(Source data)
━━━━━━━━━━

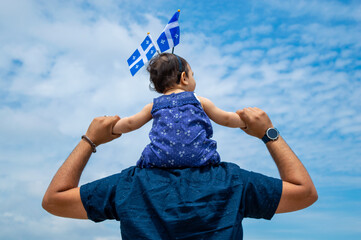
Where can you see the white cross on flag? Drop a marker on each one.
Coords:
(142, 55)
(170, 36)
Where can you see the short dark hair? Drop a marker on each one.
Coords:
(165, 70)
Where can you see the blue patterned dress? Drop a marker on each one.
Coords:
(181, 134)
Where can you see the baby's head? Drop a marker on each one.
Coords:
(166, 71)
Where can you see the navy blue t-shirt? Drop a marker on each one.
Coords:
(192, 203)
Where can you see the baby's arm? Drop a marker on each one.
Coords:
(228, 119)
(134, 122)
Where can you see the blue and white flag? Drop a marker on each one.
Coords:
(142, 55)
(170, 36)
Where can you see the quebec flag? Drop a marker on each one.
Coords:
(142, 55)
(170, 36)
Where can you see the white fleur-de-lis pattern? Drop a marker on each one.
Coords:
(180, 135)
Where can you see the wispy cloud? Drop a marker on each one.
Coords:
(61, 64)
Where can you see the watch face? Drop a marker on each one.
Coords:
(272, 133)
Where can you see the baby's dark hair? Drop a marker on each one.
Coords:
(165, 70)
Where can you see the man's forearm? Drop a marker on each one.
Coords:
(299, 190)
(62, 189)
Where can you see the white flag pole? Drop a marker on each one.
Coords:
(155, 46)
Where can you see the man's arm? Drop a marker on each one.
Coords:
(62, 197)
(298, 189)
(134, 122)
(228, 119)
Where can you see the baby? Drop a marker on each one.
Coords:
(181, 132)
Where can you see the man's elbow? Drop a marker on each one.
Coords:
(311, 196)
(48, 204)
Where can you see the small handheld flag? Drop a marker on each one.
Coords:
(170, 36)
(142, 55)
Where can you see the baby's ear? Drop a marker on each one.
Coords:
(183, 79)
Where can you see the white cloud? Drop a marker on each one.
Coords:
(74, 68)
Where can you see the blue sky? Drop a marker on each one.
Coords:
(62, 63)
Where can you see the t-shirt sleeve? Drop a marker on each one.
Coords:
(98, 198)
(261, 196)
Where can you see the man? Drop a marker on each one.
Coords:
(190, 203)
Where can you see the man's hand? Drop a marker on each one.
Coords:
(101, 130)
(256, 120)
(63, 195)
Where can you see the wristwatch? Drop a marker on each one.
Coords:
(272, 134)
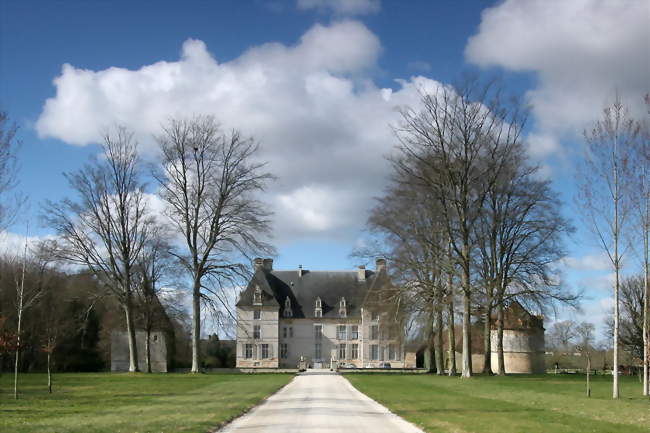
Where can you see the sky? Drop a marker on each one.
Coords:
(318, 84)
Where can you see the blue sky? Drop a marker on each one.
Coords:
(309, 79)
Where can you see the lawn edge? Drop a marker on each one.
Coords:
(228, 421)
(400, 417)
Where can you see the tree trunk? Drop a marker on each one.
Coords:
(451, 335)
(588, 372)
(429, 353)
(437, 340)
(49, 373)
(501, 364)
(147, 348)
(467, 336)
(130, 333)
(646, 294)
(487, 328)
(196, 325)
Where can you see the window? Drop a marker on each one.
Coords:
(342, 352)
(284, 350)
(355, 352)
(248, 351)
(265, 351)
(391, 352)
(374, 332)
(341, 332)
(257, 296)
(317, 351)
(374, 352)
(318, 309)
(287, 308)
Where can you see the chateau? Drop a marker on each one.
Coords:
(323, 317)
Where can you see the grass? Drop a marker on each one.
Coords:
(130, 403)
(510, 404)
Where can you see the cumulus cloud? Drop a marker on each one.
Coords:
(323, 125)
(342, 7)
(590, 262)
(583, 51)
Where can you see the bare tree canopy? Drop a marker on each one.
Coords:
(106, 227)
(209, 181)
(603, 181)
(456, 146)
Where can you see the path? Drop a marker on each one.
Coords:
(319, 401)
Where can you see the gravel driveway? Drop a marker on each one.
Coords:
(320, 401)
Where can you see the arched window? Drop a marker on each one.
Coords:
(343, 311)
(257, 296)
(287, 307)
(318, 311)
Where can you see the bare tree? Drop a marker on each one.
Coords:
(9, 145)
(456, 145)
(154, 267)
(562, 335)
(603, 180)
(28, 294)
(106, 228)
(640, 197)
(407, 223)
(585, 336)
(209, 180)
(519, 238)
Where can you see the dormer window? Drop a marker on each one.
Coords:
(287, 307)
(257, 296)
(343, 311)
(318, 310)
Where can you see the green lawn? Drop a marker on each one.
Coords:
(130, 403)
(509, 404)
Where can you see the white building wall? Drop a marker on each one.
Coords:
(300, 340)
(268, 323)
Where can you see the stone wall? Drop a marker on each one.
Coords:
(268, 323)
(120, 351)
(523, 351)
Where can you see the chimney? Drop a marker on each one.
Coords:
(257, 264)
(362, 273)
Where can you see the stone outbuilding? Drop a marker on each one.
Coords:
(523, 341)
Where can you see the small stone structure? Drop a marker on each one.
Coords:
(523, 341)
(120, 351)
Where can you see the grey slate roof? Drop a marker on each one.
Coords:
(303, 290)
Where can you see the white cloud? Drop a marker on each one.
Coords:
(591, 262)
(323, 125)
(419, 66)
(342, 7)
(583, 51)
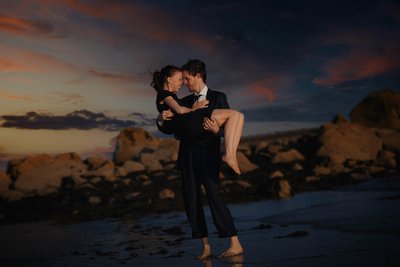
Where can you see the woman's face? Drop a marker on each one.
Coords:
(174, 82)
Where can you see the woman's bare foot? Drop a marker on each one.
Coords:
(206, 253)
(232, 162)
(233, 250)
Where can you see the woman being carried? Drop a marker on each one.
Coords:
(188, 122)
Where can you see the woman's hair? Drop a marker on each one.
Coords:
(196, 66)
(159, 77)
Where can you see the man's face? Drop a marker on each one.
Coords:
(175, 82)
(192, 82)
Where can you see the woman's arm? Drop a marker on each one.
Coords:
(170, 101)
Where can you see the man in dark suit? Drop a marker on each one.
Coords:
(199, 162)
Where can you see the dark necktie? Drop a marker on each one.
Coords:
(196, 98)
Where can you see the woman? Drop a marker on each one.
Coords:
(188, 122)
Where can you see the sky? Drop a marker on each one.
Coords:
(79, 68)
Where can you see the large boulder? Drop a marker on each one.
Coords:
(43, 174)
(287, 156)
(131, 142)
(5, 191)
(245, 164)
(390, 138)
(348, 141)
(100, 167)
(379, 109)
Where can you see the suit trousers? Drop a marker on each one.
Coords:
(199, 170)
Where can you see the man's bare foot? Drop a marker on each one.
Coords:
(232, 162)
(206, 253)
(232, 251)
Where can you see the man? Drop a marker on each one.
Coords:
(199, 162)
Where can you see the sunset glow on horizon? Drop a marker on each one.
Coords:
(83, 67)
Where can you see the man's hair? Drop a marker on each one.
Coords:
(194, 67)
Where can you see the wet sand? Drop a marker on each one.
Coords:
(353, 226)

━━━━━━━━━━

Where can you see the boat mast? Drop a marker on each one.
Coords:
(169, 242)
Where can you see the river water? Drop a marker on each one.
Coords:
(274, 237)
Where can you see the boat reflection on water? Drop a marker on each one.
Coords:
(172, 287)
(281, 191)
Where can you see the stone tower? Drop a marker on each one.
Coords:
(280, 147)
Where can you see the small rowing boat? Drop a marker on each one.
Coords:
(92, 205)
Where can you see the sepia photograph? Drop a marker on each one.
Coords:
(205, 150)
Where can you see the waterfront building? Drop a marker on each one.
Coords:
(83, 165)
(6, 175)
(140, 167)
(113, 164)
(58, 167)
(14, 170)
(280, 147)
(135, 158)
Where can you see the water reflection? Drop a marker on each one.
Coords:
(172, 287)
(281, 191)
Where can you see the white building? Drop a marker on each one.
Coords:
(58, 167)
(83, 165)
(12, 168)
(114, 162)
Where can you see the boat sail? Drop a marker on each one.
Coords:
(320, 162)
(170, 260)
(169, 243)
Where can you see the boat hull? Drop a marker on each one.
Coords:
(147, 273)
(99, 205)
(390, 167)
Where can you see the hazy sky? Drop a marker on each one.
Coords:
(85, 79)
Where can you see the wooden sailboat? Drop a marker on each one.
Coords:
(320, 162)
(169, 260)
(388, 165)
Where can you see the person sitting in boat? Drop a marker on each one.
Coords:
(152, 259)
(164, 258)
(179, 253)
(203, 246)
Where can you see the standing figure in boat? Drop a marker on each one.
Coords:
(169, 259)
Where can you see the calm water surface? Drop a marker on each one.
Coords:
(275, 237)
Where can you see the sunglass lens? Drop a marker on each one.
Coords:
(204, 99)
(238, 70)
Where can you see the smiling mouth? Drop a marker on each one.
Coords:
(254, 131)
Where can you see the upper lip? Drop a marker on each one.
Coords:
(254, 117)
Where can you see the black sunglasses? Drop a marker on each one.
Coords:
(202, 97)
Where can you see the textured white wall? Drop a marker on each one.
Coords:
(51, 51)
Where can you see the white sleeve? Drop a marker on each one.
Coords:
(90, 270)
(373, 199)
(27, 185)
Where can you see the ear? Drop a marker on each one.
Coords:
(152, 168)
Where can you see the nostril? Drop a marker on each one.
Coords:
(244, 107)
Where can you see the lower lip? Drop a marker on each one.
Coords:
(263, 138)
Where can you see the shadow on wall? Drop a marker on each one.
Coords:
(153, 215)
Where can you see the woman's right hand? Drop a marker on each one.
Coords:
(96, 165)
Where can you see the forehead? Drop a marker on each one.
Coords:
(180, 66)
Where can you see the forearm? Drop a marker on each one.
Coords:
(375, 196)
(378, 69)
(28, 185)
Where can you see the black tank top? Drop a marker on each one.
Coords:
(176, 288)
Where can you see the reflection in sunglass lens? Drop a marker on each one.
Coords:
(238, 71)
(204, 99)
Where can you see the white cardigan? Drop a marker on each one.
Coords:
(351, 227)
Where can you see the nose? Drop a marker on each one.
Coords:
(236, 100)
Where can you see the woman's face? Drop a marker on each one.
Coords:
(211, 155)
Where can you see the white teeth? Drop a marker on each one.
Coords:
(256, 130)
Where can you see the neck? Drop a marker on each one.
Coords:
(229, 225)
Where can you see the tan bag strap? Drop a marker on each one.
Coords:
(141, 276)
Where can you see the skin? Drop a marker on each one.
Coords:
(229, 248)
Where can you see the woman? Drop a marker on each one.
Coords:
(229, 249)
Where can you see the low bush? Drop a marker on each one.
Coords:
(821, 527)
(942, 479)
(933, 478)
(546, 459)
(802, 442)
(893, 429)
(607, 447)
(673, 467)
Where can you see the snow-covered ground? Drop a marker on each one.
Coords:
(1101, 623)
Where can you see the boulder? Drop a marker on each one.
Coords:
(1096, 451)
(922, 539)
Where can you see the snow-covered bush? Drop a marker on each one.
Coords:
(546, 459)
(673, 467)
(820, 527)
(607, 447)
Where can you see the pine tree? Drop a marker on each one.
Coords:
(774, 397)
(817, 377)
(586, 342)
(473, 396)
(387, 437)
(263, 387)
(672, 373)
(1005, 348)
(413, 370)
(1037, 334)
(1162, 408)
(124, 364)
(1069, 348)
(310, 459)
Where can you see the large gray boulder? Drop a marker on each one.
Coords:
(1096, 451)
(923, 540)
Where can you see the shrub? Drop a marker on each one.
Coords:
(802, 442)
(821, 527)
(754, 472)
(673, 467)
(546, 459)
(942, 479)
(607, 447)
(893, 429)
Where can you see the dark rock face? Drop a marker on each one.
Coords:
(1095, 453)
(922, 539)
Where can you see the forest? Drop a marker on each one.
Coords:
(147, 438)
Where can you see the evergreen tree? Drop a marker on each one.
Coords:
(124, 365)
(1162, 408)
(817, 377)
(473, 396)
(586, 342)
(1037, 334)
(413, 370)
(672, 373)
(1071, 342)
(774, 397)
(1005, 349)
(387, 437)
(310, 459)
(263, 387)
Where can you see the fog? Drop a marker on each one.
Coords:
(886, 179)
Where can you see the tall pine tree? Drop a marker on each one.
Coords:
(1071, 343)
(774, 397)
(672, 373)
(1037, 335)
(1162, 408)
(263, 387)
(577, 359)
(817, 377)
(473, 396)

━━━━━━━━━━

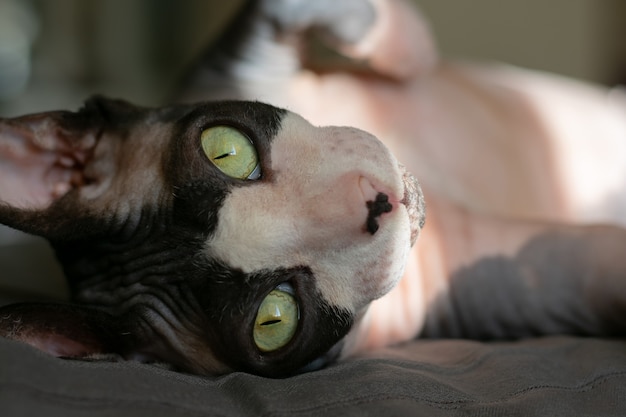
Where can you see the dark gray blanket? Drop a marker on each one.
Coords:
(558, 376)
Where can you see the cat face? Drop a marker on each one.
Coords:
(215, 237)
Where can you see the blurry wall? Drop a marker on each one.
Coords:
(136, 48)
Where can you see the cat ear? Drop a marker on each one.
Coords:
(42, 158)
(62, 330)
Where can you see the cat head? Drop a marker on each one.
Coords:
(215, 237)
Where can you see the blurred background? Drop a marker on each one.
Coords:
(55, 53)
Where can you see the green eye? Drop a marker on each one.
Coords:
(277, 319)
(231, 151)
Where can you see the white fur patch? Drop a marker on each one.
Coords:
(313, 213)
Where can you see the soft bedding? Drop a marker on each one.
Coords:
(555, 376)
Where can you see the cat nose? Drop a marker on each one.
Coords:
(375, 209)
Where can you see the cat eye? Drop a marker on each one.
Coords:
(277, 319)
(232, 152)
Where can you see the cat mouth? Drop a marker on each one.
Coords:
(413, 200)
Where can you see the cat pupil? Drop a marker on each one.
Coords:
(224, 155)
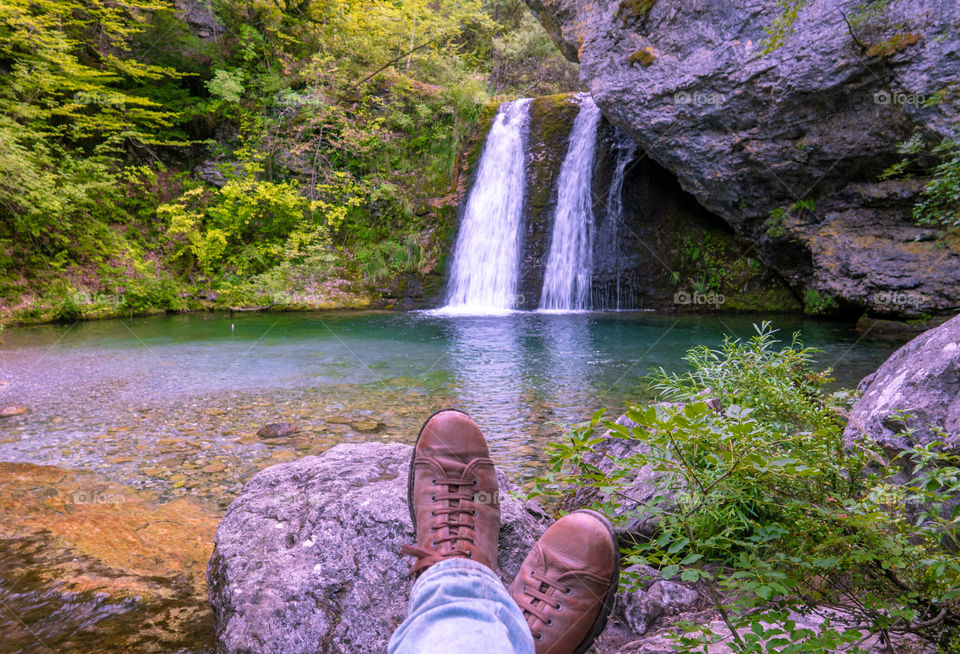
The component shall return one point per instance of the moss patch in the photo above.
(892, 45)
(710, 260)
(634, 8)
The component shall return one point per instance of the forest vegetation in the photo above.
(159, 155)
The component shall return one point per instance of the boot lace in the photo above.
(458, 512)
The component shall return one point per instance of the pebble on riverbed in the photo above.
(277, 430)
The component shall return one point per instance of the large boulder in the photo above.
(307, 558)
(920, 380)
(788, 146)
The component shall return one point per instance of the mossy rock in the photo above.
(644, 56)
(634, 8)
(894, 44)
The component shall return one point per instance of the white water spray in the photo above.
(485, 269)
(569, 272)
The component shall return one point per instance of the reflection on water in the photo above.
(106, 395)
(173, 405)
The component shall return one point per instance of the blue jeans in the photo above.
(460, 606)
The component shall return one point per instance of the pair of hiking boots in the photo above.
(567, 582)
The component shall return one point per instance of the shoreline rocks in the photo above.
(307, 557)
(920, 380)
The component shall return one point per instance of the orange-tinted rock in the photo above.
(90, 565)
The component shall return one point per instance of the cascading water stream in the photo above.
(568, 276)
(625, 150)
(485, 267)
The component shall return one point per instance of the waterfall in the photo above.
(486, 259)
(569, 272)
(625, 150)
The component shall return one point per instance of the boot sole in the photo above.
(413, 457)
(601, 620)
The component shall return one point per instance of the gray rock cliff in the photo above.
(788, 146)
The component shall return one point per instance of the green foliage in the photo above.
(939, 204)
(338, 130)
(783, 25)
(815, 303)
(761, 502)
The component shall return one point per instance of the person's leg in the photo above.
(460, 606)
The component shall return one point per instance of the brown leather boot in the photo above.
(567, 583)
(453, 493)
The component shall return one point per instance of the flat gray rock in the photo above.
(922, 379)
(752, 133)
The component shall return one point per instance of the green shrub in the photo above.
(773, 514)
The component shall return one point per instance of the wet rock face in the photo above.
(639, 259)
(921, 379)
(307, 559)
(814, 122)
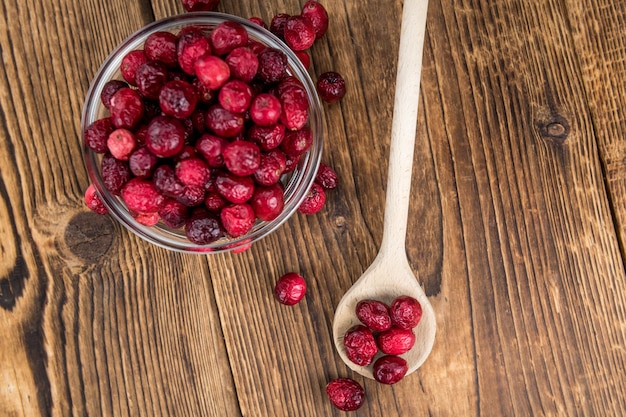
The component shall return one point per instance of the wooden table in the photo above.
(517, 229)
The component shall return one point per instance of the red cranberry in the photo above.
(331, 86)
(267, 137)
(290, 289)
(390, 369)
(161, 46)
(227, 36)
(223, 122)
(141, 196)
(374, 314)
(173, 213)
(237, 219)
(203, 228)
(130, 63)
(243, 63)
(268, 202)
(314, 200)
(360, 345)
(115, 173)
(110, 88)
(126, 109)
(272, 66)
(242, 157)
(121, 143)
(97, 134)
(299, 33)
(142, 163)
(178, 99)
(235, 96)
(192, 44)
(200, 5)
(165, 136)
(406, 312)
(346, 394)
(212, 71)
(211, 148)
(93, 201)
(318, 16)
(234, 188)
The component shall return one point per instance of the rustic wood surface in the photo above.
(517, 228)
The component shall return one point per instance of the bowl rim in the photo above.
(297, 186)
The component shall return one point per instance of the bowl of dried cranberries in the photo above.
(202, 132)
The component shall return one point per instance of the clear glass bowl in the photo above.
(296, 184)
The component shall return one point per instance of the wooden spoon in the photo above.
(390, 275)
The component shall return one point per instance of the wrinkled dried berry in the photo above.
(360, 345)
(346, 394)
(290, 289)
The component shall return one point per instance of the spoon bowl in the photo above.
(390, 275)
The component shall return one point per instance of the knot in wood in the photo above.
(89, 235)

━━━━━━━━━━

Among the entries above, the line containing "Where can you see the white cross", the line containing "Where can you see the blue patterned", and all lines between them are to be restated word for word; nothing else belongs in the reply.

▶ [EXERCISE OUTPUT]:
Where can you see the white cross on flag? Drop a marker on each one.
Coords:
(142, 55)
(170, 36)
Where can you see the short dark hair? Drop a marker on each one.
Coords:
(165, 70)
Where can you see the blue patterned dress? Drop a marker on each one.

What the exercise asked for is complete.